--- Exercise inputs ---

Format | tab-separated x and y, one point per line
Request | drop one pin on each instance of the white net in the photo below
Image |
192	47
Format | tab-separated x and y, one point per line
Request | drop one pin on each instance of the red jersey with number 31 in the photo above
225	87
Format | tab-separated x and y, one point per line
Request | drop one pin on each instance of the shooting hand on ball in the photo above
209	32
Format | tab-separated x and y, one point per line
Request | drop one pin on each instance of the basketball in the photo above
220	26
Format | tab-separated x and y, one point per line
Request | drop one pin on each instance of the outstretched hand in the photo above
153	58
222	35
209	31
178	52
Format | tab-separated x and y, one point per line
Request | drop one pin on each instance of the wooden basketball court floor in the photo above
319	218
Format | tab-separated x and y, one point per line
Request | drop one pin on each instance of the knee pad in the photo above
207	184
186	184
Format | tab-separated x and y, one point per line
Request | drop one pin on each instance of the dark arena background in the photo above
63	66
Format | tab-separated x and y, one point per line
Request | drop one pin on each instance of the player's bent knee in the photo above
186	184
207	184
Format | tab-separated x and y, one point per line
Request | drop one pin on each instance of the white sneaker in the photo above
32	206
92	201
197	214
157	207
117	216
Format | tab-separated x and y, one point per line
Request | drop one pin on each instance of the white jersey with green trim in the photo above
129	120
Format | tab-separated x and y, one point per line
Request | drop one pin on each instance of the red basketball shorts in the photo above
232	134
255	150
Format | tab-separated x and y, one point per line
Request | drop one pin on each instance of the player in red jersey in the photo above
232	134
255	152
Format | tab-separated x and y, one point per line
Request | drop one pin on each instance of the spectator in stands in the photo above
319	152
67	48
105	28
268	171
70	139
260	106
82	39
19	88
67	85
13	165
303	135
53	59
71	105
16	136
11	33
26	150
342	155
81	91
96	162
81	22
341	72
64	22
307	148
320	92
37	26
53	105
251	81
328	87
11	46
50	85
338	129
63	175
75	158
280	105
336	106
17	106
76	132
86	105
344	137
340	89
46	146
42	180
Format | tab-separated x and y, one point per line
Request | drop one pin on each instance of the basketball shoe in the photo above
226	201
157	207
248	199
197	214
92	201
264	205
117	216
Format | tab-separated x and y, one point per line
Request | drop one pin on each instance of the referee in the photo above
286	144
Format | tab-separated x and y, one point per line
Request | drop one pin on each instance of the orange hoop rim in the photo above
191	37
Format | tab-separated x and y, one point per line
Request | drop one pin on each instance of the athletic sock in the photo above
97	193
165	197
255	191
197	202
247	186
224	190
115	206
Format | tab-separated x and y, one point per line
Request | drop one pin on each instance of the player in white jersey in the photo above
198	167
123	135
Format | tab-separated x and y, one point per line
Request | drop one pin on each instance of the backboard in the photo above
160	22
* * *
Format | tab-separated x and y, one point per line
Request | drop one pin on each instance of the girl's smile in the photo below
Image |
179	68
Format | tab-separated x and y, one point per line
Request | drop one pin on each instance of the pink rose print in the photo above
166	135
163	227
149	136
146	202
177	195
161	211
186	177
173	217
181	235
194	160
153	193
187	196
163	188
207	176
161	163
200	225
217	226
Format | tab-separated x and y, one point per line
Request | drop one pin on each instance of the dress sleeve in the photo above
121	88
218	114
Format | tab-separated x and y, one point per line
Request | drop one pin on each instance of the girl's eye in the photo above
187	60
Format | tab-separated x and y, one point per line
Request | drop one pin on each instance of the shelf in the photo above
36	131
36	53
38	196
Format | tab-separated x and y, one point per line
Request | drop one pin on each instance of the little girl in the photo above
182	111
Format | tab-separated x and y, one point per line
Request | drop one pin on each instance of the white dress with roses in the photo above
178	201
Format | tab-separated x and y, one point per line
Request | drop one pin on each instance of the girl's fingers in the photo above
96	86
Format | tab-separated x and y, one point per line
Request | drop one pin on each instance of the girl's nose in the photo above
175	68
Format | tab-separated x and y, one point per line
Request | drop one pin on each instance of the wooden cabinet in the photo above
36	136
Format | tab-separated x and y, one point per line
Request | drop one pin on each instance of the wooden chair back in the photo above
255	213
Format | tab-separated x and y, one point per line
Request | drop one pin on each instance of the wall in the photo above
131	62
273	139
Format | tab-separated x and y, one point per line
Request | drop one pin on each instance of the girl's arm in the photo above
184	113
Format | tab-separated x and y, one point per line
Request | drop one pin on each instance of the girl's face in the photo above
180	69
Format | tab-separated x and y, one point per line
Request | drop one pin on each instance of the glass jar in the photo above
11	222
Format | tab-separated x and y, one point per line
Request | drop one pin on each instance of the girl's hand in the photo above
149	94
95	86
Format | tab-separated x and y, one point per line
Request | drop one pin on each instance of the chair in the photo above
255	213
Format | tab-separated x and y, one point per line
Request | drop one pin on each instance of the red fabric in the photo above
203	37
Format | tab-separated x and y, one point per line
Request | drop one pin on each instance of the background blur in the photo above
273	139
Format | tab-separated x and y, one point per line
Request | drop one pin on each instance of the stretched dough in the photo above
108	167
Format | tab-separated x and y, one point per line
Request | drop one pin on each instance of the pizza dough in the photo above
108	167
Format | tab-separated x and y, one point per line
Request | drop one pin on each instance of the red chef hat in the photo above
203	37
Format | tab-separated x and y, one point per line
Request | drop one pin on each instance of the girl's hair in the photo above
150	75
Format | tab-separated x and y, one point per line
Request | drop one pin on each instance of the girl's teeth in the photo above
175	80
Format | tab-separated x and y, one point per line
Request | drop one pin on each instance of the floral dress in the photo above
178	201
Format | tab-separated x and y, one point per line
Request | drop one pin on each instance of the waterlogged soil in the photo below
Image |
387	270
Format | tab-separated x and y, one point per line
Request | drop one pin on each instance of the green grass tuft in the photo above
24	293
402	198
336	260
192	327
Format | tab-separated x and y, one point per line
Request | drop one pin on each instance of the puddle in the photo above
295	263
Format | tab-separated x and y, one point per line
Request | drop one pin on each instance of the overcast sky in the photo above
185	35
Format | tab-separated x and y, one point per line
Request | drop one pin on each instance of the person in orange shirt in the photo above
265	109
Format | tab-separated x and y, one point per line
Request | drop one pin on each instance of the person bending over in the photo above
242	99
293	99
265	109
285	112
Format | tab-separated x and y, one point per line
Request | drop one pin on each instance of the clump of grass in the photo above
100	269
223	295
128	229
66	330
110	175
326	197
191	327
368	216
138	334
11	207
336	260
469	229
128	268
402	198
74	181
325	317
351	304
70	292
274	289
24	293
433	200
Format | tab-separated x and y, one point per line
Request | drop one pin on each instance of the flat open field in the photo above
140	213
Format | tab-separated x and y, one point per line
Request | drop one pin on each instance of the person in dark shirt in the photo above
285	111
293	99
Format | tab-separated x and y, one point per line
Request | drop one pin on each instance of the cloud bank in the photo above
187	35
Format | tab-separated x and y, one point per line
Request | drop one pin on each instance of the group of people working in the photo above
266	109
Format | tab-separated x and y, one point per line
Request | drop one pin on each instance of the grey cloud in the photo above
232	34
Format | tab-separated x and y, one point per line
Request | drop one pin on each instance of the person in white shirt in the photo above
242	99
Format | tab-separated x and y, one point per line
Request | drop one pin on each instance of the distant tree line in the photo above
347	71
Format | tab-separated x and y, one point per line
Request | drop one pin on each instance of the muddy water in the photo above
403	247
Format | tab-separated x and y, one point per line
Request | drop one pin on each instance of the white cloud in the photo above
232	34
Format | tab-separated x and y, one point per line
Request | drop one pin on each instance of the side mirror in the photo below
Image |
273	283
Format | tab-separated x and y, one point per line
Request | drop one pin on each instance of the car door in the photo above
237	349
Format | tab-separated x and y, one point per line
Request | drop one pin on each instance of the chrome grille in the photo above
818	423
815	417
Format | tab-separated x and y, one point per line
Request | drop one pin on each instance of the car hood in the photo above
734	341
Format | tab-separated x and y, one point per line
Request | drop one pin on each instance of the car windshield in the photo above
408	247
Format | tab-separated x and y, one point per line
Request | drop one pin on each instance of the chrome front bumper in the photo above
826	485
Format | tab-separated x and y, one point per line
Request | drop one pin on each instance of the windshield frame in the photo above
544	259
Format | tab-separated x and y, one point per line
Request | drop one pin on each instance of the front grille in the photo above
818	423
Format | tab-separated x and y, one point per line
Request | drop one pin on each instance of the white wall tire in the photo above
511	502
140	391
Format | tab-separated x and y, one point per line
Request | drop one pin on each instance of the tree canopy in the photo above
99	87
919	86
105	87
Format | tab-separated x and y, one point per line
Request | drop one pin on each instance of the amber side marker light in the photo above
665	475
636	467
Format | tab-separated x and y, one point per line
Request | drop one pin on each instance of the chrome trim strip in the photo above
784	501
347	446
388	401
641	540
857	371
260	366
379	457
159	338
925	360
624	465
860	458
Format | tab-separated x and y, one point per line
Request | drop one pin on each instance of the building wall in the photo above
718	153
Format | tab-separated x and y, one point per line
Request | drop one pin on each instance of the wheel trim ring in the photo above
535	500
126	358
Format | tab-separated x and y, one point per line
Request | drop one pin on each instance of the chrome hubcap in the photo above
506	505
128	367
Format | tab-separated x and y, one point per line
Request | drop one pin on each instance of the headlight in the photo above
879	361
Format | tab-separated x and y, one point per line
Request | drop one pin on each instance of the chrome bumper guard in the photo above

--- Task directions ---
Which of the lines above contain the word "bumper"? Pull out each such line and copy it in full.

--- Output below ---
Request | drop one pin on each instance of the chrome front bumper in the photo above
Request | drop one pin on each instance of the chrome bumper guard in the photo above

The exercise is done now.